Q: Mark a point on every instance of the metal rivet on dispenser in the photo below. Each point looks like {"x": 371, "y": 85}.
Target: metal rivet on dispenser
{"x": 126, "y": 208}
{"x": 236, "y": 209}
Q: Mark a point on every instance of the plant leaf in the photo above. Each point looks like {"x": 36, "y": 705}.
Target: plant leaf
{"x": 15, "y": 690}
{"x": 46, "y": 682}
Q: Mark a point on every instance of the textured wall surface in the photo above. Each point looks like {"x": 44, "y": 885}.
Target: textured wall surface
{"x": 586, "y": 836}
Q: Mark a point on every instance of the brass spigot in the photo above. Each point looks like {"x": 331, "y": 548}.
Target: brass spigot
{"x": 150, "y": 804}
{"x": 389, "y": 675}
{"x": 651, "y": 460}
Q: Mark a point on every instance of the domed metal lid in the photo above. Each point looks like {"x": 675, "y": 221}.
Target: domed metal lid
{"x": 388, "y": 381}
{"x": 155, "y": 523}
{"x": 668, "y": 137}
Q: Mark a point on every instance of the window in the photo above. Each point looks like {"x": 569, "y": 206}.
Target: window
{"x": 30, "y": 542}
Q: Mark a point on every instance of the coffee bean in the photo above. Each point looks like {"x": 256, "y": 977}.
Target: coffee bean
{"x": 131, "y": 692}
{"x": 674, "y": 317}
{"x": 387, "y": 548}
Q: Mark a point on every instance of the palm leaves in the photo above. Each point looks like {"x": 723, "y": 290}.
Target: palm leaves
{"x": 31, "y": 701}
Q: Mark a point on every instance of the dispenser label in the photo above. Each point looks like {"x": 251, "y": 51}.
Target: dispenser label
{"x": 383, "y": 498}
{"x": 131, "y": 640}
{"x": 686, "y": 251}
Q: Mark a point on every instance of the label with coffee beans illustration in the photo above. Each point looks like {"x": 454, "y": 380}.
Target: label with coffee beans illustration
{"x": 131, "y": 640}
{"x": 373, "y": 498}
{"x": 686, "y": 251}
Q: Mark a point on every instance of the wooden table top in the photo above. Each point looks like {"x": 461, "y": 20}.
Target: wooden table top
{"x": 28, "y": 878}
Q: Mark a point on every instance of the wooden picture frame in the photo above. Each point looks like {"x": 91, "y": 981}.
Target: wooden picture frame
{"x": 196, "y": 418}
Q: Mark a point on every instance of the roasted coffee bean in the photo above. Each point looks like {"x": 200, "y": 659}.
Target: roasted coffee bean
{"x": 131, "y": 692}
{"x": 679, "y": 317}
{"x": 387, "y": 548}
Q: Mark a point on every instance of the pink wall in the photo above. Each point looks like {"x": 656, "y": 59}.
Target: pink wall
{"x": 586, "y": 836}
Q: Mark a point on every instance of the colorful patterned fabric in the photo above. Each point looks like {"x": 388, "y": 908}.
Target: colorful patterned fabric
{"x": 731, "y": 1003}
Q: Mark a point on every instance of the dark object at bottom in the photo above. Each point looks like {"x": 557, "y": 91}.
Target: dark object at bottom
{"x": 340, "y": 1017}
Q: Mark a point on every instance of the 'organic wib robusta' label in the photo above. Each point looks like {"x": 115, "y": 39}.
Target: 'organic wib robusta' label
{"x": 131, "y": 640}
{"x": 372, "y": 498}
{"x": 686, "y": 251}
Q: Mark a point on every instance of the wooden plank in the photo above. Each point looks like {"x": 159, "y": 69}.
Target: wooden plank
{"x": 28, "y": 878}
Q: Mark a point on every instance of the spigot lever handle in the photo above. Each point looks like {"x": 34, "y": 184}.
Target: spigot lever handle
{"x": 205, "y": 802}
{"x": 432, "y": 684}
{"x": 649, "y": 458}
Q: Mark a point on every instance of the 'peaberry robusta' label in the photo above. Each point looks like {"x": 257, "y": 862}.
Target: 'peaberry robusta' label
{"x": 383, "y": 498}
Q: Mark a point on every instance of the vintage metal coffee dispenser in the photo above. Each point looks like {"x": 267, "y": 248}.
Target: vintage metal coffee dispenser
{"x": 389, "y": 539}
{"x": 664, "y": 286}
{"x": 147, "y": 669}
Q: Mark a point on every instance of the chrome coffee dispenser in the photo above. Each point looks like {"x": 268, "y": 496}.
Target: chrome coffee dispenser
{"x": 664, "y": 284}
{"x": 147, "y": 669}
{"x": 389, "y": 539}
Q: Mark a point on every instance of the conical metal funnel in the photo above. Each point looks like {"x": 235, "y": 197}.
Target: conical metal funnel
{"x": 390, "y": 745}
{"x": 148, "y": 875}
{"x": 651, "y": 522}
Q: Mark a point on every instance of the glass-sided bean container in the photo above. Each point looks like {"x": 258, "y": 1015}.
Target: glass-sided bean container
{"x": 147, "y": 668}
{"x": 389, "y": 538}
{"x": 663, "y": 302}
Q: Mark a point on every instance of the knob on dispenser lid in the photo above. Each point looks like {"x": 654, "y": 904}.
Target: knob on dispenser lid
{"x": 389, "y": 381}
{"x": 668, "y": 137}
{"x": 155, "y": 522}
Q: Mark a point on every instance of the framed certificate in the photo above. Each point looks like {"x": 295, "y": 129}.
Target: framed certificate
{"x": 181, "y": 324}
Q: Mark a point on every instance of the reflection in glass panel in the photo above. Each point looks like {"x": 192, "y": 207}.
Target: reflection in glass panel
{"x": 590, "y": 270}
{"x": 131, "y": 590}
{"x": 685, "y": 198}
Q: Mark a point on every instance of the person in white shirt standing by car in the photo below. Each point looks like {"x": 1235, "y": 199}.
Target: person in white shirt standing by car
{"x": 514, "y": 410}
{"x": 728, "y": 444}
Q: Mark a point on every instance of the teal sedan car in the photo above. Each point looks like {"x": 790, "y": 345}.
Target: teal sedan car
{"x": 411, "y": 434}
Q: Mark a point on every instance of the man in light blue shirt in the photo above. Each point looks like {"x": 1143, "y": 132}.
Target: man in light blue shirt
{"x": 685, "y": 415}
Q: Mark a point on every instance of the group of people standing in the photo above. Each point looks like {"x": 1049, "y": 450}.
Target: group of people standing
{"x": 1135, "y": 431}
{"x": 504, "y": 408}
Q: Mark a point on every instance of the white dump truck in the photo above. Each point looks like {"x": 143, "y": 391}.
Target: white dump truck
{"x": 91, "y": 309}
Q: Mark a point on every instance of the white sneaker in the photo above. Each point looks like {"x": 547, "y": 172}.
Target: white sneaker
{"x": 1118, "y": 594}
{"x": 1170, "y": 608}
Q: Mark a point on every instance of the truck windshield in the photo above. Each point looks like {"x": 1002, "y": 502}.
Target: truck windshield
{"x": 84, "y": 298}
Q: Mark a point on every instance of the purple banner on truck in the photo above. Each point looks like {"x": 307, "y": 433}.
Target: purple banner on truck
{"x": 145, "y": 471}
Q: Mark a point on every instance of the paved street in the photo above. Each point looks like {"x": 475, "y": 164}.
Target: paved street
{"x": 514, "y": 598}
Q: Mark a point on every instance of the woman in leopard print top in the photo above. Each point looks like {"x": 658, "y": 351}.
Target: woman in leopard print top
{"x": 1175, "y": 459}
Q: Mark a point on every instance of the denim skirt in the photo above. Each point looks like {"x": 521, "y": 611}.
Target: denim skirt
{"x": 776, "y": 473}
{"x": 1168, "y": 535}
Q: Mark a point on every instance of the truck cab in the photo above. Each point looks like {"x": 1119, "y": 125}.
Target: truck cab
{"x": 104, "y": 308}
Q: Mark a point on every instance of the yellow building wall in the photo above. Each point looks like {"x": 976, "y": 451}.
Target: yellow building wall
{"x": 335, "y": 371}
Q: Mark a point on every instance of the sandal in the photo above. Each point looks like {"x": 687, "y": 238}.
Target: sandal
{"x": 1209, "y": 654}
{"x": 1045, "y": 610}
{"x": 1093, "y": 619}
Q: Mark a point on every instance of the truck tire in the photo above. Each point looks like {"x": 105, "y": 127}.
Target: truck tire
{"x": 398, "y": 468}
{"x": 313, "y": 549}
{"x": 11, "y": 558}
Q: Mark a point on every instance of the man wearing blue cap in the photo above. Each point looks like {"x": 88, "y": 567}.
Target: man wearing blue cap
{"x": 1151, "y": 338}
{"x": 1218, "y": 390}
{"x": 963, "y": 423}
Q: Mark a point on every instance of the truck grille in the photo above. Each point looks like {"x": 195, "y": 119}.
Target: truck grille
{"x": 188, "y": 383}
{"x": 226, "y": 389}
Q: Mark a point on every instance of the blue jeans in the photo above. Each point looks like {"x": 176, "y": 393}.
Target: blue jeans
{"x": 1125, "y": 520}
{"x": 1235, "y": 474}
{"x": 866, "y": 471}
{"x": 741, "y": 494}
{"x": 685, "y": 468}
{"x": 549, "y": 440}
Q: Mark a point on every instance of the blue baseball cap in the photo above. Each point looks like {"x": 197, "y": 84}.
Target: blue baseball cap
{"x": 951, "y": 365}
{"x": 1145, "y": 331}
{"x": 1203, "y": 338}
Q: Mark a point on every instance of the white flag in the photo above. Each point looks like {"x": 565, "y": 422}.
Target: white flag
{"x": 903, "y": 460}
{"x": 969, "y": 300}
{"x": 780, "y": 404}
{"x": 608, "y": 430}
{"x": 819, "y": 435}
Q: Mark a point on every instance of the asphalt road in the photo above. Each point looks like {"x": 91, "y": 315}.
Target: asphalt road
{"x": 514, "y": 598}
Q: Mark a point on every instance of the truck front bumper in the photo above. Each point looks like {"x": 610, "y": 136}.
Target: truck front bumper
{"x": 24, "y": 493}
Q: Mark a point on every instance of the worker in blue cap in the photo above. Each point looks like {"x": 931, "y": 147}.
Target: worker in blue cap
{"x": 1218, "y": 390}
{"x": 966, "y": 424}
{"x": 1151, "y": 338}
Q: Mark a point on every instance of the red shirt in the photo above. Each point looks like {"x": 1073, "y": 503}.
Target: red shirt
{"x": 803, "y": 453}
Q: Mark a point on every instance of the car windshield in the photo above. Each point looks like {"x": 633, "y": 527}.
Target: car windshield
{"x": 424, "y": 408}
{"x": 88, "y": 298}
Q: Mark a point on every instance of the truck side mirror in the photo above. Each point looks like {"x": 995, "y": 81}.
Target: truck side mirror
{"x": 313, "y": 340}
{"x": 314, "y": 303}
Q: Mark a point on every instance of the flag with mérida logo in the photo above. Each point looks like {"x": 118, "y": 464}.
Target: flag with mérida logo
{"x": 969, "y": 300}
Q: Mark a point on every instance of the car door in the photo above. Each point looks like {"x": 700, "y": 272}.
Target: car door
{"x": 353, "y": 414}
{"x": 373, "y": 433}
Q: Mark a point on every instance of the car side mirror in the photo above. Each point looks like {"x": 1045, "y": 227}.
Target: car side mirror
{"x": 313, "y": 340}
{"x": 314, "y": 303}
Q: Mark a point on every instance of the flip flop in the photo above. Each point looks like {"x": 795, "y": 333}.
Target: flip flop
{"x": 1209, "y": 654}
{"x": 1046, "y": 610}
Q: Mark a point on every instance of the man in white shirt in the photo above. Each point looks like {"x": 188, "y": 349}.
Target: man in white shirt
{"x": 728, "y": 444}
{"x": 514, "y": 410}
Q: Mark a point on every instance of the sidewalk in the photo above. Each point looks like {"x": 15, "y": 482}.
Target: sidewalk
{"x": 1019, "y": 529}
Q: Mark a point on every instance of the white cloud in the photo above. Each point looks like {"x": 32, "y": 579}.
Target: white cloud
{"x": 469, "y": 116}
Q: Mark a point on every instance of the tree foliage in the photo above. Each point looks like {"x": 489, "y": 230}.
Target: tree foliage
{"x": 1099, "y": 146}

◆ ◆ ◆ ◆ ◆

--- Set exercise ---
Starting with the line that contains "Q: Mark a point on every instance of the tree" and going on through the last line, copy those lines out again with "foliage" renamed to "canopy", leaving everything else unchanged.

--- Result of this task ---
Q: Mark a point on every instance of the tree canopy in the photo above. Each point looks like {"x": 489, "y": 230}.
Target: tree canopy
{"x": 1099, "y": 146}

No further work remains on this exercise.